GOAL OF THE EXERCISE:
The records follow. Copy them exactly, but omit the pictures.

INFORMATION GIVEN:

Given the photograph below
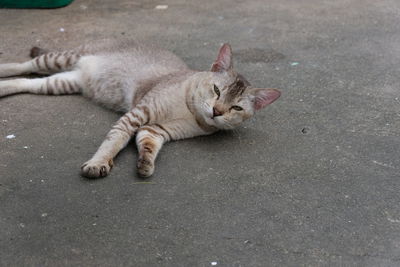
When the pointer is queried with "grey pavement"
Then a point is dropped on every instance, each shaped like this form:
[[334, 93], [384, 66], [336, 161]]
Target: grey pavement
[[313, 180]]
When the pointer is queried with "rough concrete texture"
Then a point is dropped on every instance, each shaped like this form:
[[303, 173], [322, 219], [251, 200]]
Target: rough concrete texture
[[313, 180]]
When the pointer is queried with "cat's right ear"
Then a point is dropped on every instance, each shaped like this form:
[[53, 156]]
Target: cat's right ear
[[224, 59]]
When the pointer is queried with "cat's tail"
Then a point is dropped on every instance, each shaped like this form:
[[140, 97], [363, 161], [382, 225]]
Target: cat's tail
[[37, 51]]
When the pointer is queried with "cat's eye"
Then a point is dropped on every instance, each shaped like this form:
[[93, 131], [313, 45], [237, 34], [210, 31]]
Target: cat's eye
[[237, 108], [216, 90]]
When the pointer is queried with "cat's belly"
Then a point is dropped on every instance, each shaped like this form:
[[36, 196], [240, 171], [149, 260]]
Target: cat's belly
[[105, 84]]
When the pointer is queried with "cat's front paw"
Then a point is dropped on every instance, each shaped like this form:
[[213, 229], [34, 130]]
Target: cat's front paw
[[145, 167], [96, 169]]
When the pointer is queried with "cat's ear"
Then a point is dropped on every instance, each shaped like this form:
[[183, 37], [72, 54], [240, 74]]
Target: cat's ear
[[224, 59], [263, 97]]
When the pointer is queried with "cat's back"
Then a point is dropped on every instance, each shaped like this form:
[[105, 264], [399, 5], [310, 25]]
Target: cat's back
[[115, 73], [134, 54]]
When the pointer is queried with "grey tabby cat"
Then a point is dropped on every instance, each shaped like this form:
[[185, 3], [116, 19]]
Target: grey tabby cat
[[161, 97]]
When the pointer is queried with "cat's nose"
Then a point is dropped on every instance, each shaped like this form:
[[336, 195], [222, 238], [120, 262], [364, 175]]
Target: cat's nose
[[216, 112]]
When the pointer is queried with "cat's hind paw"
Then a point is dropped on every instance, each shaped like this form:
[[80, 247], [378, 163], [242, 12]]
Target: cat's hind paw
[[145, 167], [96, 169]]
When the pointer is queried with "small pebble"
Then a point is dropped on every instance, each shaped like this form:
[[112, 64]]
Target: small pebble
[[161, 7]]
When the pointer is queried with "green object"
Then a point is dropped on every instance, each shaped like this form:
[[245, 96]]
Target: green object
[[34, 3]]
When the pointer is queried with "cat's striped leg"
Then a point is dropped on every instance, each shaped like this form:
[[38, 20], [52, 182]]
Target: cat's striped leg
[[58, 84], [150, 139], [46, 64], [117, 138]]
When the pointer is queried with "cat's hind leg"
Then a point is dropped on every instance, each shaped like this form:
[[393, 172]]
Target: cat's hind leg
[[47, 63], [58, 84]]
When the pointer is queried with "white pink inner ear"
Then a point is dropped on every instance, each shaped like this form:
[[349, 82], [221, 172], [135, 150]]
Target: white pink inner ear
[[224, 59], [264, 97]]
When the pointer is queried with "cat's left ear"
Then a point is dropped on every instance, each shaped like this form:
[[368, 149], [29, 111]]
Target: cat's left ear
[[263, 97], [224, 59]]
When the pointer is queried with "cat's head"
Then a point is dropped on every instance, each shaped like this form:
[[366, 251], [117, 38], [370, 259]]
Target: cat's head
[[225, 99]]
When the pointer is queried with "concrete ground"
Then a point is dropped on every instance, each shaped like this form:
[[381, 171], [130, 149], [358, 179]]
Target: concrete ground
[[313, 180]]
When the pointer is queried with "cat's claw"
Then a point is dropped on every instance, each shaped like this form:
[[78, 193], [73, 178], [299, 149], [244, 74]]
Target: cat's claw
[[96, 169], [145, 167]]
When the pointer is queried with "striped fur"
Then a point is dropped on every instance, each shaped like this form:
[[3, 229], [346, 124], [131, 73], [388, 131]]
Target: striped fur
[[162, 99]]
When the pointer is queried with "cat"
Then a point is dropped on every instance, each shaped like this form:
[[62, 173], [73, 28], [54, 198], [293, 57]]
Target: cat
[[162, 99]]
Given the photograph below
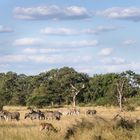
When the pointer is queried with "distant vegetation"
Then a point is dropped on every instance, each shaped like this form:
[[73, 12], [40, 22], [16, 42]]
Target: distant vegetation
[[54, 88]]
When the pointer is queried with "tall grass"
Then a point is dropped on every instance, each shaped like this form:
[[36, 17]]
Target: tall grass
[[71, 127]]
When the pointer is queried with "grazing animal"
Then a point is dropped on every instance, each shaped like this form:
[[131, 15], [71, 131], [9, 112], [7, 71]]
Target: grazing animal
[[91, 112], [11, 115], [48, 127], [35, 115], [53, 115], [74, 111], [1, 116]]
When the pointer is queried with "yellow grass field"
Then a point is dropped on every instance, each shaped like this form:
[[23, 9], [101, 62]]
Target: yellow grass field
[[85, 127]]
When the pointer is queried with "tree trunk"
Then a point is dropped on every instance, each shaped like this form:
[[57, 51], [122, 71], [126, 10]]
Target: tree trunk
[[120, 102], [74, 101]]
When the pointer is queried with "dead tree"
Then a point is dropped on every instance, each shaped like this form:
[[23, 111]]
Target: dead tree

SOLVED EXERCISE:
Given the photograph below
When the pointer is queried with "grey pavement"
Then a point is dropped on every instance, each shaped like this form:
[[334, 93], [384, 66], [336, 161]]
Target: grey pavement
[[313, 180]]
When the pointer is queried with "rough concrete texture"
Then a point is dropped on every instance, each shaped like this form:
[[303, 173], [322, 219], [251, 200]]
Target: rough concrete texture
[[313, 180]]
When the pointer is queried with "cat's right ear"
Then a point is dropped on every instance, each shaped like this form:
[[53, 156]]
Target: cat's right ear
[[224, 59]]
When the pointer is queried with "cat's tail"
Then a point is dropped on every instance, each shaped like this form:
[[140, 97], [363, 161], [382, 225]]
Target: cat's tail
[[37, 51]]
When the pointer is queried with "cat's eye"
Then a point is dropped on every instance, each shaped like this form:
[[93, 131], [313, 45], [237, 34], [210, 31]]
Target: cat's eye
[[237, 108], [216, 90]]
When the pointer is queried with "cat's belly"
Then a point is dropped on every instance, each shaped like this form:
[[36, 196], [240, 171], [149, 260]]
Target: cat's belly
[[105, 84]]
When the pointer is queried with "cat's front paw"
Then a point is dropped on every instance, each shaped like this form:
[[213, 229], [34, 130]]
Target: cat's front paw
[[145, 167], [96, 169]]
When the pointer is queried with "cat's ear"
Then a point is dropped on every instance, each shaped like this form:
[[183, 37], [72, 54], [240, 74]]
Target: cat's ear
[[224, 59], [263, 97]]
When the pointer is queried with "cat's back"
Then a point is dropped on every instance, each shaped like this form:
[[105, 264], [399, 5], [310, 25]]
Target: cat's back
[[115, 73], [134, 54]]
When the pointer is queried with "grey tabby cat"
Then a point is dropped on every instance, each shaped like this form:
[[185, 3], [116, 19]]
Target: grey tabby cat
[[161, 97]]
When the pointer is queried with "cat's nose"
Then a point is dropped on every instance, each shaped like this form:
[[336, 195], [222, 238], [120, 262], [364, 175]]
Target: cat's nose
[[216, 112]]
When the pointer is queried with "cat's hind paw"
Then a point is dropped on every instance, each shaped like this form:
[[80, 247], [378, 163], [242, 12]]
Target: cat's hind paw
[[145, 167], [96, 169]]
When the pointer is queried with "small pebble"
Then a point is dropped on every instance, each shaped like this form:
[[112, 64]]
Target: small pebble
[[161, 7]]
When the pointer is queried with "green object"
Then a point is dropped on every instance, each shaped like this form:
[[245, 96]]
Target: green object
[[34, 3]]
When the pointer is queried with "cat's striped leg"
Then a point is dropped on every instance, each shaped like this form:
[[38, 20], [52, 182]]
Target: cat's striped leg
[[58, 84], [150, 139], [46, 64], [117, 138]]
When the pointer is queried with "cat's hind leg"
Then a point is dropped on every instance, each shaped like this form:
[[393, 172]]
Target: cat's hind leg
[[47, 63], [58, 84]]
When the pointer is queried with "white pink inner ear"
Then a point is dropped on every instance, each shaped like this form:
[[349, 82], [221, 172], [135, 150]]
Target: white pink inner ear
[[224, 59], [264, 97]]
When the pointer is queried with "cat's left ear"
Then a point is dropped on every instance, each shaped like this form:
[[368, 149], [29, 111]]
Target: cat's left ear
[[263, 97], [224, 59]]
When the pointer is queried with "cat's head"
Then a point is dropped on every instance, each shaped like this form:
[[366, 251], [117, 38], [370, 259]]
Target: cat's head
[[225, 99]]
When the pointer is queried with "concrete ground"
Then a point is dropped on every instance, each shaped like this form:
[[381, 171], [130, 149], [358, 179]]
Target: concrete ground
[[313, 180]]
When the pointer is queried with "cat's claw"
Then a point is dropped on every instance, each shaped like this form:
[[78, 193], [73, 178], [299, 149], [244, 74]]
Target: cat's claw
[[96, 169], [145, 167]]
When the pointer is queried with "striped fur"
Then a point is dropped on every instance, each shaped like this form:
[[3, 229], [346, 124], [131, 73], [388, 131]]
Target: striped fur
[[162, 99]]
When the pointer is queried with "cat"
Then a point is dropped on every instance, each shaped like this form:
[[62, 173], [73, 28], [54, 198], [293, 57]]
Target: cat
[[162, 99]]
Given the photograph below
When the pointer is queried with "distant vegetation"
Then a point is dropped on every instance, each shaped like this form:
[[73, 12], [40, 22], [16, 42]]
Target: distant vegetation
[[54, 88]]
When the pointer is queried with "tall grass"
Then a point is dropped on every instance, each shaped like this form:
[[36, 17]]
Target: tall grass
[[71, 127]]
When the pointer is queried with "grazing animal"
Then a point is dropped on every instance, each shaped like this form:
[[131, 15], [71, 131], [9, 112], [7, 71]]
Target: grazing animal
[[91, 112], [11, 115], [48, 127], [35, 115], [53, 115], [74, 111], [1, 116]]
When the pointer is queried with "yellow grass field"
Then a point is dropped on every instance, each shaped like this form:
[[23, 9], [101, 62]]
Target: yellow grass field
[[85, 127]]
When the pointer is queried with "tree trunk"
Then a point is dropped on every instance, each shaped like this form:
[[57, 51], [122, 71], [126, 10]]
Target: tree trunk
[[120, 102], [74, 101]]
When the pointer is queried with "dead tree"
Then a point is dropped on every instance, each shaped like this form:
[[23, 111]]
Target: dead tree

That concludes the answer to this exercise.